▶ **Do this**: Could you change every "instance" in these items to "occurrence" and leave everything else unchanged?

(Collected data)
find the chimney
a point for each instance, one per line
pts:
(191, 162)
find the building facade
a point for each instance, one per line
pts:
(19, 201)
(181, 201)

▶ **Full solution**:
find the chimney
a point for each occurrence, one per line
pts:
(191, 162)
find the building facade
a point for each occurrence, one per line
pts:
(19, 201)
(181, 201)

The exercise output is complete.